* [RECORDS FOR PROCESSING]
****
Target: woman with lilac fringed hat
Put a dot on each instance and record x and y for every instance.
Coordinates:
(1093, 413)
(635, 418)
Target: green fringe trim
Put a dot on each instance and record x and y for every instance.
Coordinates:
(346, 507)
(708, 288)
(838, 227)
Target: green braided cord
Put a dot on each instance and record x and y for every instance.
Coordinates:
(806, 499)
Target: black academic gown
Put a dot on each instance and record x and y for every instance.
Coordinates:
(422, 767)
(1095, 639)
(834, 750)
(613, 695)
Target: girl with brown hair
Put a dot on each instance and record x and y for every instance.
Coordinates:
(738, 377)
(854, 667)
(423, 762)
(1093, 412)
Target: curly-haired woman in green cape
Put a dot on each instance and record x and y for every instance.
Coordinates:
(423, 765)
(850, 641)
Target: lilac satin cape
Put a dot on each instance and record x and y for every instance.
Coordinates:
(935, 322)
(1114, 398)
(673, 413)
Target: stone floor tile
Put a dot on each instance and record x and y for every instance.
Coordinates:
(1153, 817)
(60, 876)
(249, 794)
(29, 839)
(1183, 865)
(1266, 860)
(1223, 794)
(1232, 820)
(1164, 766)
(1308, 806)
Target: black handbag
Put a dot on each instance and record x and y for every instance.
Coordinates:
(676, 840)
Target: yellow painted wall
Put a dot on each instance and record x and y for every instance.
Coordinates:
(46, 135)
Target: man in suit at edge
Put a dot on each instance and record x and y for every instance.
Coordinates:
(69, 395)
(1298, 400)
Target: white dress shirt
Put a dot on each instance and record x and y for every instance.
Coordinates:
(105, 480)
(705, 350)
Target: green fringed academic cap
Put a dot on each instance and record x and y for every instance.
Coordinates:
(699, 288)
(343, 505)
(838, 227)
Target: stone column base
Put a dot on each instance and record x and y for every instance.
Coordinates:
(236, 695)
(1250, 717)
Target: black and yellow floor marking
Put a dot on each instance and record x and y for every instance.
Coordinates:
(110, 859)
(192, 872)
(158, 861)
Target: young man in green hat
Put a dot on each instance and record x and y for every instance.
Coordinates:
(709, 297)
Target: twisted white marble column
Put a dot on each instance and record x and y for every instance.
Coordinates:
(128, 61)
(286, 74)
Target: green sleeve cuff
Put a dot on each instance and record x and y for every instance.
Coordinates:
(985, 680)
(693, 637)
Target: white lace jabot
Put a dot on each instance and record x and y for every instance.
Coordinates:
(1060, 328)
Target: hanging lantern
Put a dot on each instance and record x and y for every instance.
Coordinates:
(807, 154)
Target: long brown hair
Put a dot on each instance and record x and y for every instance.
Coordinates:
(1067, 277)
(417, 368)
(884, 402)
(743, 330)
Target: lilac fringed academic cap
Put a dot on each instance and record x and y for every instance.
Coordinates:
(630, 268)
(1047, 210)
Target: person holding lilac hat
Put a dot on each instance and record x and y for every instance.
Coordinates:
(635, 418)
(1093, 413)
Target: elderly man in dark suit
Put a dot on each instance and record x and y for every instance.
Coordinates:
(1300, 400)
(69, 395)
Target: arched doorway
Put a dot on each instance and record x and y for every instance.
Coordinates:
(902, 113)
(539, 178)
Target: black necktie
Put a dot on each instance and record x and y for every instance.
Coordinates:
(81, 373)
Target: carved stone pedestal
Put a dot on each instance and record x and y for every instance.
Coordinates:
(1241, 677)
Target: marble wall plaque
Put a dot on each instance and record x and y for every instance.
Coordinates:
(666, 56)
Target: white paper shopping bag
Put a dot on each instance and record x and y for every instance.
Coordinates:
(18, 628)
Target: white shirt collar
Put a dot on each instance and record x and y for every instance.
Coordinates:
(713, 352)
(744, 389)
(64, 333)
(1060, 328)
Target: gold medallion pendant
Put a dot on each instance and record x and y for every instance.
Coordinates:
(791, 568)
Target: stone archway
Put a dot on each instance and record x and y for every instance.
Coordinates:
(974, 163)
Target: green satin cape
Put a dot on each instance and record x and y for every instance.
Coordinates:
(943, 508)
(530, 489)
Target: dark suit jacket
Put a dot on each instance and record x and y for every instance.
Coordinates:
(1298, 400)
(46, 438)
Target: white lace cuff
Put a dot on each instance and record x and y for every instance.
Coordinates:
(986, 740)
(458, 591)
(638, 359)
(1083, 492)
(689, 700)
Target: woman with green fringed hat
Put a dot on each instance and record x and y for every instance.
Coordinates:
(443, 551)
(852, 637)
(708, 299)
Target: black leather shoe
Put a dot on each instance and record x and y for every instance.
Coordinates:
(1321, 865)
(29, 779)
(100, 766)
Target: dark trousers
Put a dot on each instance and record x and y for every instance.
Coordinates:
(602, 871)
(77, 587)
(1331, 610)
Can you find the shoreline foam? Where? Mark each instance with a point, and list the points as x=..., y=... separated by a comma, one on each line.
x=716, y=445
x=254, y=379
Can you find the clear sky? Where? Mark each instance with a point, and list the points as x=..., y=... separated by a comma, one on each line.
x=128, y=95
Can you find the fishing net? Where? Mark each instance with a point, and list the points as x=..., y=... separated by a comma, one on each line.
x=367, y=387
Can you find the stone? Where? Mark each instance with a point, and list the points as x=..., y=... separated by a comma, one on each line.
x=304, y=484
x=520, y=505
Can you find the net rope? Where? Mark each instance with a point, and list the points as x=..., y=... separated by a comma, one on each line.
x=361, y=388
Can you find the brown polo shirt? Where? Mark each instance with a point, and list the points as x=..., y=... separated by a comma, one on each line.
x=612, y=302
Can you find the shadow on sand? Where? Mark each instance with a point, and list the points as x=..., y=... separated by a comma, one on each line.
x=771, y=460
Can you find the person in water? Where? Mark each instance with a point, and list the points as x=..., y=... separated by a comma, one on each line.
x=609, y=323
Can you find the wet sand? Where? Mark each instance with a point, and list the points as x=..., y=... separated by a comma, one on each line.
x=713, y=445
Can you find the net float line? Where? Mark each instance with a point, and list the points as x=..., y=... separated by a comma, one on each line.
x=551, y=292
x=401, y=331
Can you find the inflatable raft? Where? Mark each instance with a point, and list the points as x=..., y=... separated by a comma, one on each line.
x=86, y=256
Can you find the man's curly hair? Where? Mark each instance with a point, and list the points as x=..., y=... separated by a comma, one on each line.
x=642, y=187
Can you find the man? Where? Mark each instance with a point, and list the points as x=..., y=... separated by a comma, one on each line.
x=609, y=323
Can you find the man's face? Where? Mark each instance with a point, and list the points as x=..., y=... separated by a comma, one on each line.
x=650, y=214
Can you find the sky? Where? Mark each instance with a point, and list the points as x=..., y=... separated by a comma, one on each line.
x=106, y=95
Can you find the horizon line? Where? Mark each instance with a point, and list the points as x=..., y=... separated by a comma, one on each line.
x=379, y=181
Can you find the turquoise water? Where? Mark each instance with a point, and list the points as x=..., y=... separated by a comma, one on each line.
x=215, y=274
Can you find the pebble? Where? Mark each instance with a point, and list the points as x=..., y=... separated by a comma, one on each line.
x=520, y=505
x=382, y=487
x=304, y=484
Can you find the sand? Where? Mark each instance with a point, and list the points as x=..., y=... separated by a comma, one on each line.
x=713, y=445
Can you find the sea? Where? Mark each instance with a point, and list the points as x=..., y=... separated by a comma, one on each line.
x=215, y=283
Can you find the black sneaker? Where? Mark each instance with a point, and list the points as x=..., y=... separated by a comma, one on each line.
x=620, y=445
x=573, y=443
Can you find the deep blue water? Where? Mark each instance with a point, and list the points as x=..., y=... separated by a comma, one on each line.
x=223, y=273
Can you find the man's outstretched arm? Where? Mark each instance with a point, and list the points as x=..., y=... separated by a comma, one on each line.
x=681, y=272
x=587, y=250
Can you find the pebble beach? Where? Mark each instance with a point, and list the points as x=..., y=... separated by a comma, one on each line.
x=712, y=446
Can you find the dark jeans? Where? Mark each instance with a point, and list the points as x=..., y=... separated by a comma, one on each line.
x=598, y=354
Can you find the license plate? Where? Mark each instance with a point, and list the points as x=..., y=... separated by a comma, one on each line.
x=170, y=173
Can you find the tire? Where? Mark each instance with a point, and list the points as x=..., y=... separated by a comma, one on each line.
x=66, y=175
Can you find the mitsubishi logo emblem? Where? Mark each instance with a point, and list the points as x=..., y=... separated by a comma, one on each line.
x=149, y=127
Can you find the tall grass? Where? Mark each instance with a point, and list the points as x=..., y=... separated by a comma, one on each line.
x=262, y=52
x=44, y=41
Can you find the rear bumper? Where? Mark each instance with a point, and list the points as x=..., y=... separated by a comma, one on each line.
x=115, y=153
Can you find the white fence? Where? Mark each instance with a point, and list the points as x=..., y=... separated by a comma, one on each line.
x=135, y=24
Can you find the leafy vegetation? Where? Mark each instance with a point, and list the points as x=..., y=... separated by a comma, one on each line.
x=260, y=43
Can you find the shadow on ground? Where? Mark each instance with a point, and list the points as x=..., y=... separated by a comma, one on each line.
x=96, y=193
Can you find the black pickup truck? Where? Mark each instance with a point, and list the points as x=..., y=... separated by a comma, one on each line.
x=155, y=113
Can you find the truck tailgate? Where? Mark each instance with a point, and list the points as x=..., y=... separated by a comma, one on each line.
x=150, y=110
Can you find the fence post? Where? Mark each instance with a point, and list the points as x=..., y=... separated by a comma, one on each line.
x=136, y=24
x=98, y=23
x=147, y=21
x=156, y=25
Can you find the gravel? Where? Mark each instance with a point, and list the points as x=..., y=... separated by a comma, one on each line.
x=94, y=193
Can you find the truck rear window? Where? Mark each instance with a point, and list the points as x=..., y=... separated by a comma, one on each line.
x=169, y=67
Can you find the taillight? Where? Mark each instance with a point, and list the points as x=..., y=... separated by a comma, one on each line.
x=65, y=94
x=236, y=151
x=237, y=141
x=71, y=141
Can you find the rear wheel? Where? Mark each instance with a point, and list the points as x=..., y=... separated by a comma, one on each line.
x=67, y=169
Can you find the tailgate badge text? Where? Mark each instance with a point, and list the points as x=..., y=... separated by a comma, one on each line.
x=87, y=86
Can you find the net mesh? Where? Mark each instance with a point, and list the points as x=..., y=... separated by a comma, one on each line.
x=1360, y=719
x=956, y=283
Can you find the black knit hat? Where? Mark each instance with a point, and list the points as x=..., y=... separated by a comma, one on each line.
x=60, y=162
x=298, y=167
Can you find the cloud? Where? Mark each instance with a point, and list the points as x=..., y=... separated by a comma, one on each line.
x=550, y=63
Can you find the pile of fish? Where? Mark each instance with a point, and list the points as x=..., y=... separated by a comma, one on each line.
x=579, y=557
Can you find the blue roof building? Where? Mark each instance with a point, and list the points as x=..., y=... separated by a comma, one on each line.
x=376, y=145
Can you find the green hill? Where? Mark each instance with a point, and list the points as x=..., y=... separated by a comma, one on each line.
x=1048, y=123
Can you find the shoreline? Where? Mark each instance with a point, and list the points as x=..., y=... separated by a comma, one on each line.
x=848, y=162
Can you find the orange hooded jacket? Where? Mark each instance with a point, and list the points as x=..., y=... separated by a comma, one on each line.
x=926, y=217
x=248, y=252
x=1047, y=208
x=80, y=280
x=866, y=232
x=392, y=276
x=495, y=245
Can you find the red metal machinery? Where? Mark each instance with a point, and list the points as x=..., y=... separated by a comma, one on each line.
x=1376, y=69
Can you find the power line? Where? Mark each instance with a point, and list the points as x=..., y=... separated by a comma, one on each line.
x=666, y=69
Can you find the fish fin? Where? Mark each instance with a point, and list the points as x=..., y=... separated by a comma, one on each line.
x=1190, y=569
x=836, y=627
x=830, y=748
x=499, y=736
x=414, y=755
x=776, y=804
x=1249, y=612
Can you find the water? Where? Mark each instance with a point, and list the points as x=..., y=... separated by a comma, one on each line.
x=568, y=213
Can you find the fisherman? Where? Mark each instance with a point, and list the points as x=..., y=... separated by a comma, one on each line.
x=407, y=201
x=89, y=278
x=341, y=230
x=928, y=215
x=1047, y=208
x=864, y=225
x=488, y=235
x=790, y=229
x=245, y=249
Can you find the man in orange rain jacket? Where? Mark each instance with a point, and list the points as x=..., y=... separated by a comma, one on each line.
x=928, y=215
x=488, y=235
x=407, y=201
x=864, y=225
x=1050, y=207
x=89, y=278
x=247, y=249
****
* [WHAT TO WORK ON] Lay out the lines of the records above as a JSON list of strings, one string per line with blank lines left out. Start with the line that contains "Can you find the black pickup" and go on through the line that contains "x=155, y=113", including both.

* [THE COMPLETED TASK]
[
  "Can you find the black pickup truck? Where? Mark each instance with a point, and list the points as x=..., y=... separated by a comma, one on each line.",
  "x=155, y=113"
]